## Actions to take
1. From the architecture decision record, transcribe word for word the passage from "The root cause" up to and including "instead of one-VM-per-OS-thread.".
2. List every variant of VmValue that the architecture decision record names explicitly, giving each variant's name.
3. According to the architecture decision record, onto what is every line of VM execution pinned?

ADR 0004: VM multithreading via Send values + share-nothing isolates
Status
Proposed. Records the strategy for the multithreading epic #2688 and its phase children (#2689, #2690, #2691, #2692). Phase 0 (the ambient-state removal that unblocks this) shipped / is in flight as #2667, #2686, and #2687.
Context
The harn VM is single-threaded by construction. The CLI top-level
runtime is already new_multi_thread, but every line of VM execution is
pinned onto a tokio::task::LocalSet and dispatched via spawn_local,
because the core value type is !Send.
The root cause is VmValue: every heap-carrying variant wraps Rc<...>
(String(Rc<str>), List(Rc<Vec<VmValue>>), Dict(Rc<BTreeMap<..>>),
Closure(Rc<VmClosure>), Iter(Rc<RefCell<VmIter>>), ...). Rc is
!Send/!Sync, so VmValue, Vm, VmEnv, every closure, and every
async-builtin future are !Send. ~393 Rc< sites across harn-vm.
We want true parallelism for three reasons: the embeddable agent SDK
(#2636) wants a Send
runtime handle; agent / tool / pool fan-out is real but every "parallel"
task is spawn_local and serializes CPU work on one core; and harn-cloud
wants to saturate a box from one process instead of one-VM-per-OS-thread.

## Material provided

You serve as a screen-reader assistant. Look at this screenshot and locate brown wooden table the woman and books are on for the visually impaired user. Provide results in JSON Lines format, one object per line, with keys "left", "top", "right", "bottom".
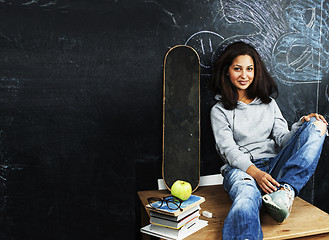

## Answers given
1.
The root cause is VmValue: every heap-carrying variant wraps Rc<...>
(String(Rc<str>), List(Rc<Vec<VmValue>>), Dict(Rc<BTreeMap<..>>),
Closure(Rc<VmClosure>), Iter(Rc<RefCell<VmIter>>), ...). Rc is
!Send/!Sync, so VmValue, Vm, VmEnv, every closure, and every
async-builtin future are !Send. ~393 Rc< sites across harn-vm.
We want true parallelism for three reasons: the embeddable agent SDK
(#2636) wants a Send
runtime handle; agent / tool / pool fan-out is real but every "parallel"
task is spawn_local and serializes CPU work on one core; and harn-cloud
wants to saturate a box from one process instead of one-VM-per-OS-thread.

2. String, List, Dict, Closure, Iter

3. A tokio::task::LocalSet.